Objectifs:
**A.** D’après la chronique de l’album Source, à quelle date cet album est-il sorti ?
**B.** Indiquez si chacune des affirmations suivantes concorde avec la chronique de l’album Source, en répondant par oui ou par non et en citant les mots décisifs de la chronique : (i) l’album Source compte 16 titres, dont 3 interludes ; (ii) le premier album Dune figurait en sixième position du top de fin d’année de l’auteur de la chronique ; (iii) Source propose davantage d’envolées épiques à la Woodkid que le premier album.
**C.** Poursuivez la chronique de l’album Source à partir de l’endroit où elle s’arrête.

Five-Titles n°28: Source de Canine (2022)

Il est écrit là-haut qu’en septembre il est de bon ton de chroniquer le dernier album de CanineCanine Source sorti au printemps. Le premier opus Dune (chroniqué par ici) s’était imposé comme une franche réussite de 2019 au point de figurer dans mon top de fin d’année en sixième position. La voix androgyne de Magali Cotta, les influences trip-hop, le souffle épique à la Woodkid, les textes jonglant avec fluidité entre l’anglais et le français étaient de véritables forces pour un premier LP. Trois ans plus tard, Source est sorti le 13 mai dernier riche de 16 titres (dont 3 interludes) qui confirment le talent certain de Canine. Nous retrouvons ce perpétuel jeu de va-et-vient entre l’anglais et le français mais la voix (qui me paraît moins androgyne dans les arrangements) est davantage au centre des morceaux. Du coup, nous avons l’impression d’un album plus intimiste tourné vers l’introspection et la célébration de la nature -le soleil et la mer très présente, ce qui n’a rien de surprenant pour une Niçoise d’origine – qui propose moins d’envolées épiques à la Woodkid. A l’écoute de cet album, c’est finalement la référence de Mesparrow qui est revenue le plus souvent, confirmant la mue vers un son plus posé et moins aventurier. Je vous propose 5 tableaux impressionnistes qui vous donneront un aperçu de ce Source séduisant :

  1. Le morceau d’ouverture Sun est un bien bel hymne au… soleil (oui, oui, ce n’était pas évident…) et sa puissance régénératrice. Refrain lumineux et pop, rythmique trip-hop, le morceau ouvre brillamment l’album.

Données disponibles:
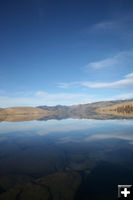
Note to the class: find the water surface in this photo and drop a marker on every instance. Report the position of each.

Résultats par tâche:
**A.** Le 13 mai.

**B.**
(i) Oui : « riche de 16 titres (dont 3 interludes) ».
(ii) Oui : « figurer dans mon top de fin d’année en sixième position ».
(iii) Non : « qui propose moins d’envolées épiques à la Woodkid ».

**C.**
  2. Le titre suivant F.O.R.C.E nage dans les eaux profondes de l’introspection et de la mélancolie. Sublimé par ses arpèges sensibles, il séduira sans hésitation les fans de Mesparrow.
  3. Novembre reste dans la même lignée que F.O.R.C.E en abordant avec subtilité et justesse le deuil de l’amour. Pop soyeuse, ce titre n’est pas sans rappeler Sébastien Schuller dont j’ai parlé il y a peu.
  4. Hunters surprend, quant à lui, avec une rythmique électro-pop plus affirmée qui rappelle davantage le premier album.
  5. Galaxies demeure enfin ma plus belle bulle de douceur, donnant ses lettres de noblesse à une pop intimiste, feutrée et sensible, digne d’Aimée Mann.

 

Sylphe

Review n°68: Monde sensible de Mesparrow (2021)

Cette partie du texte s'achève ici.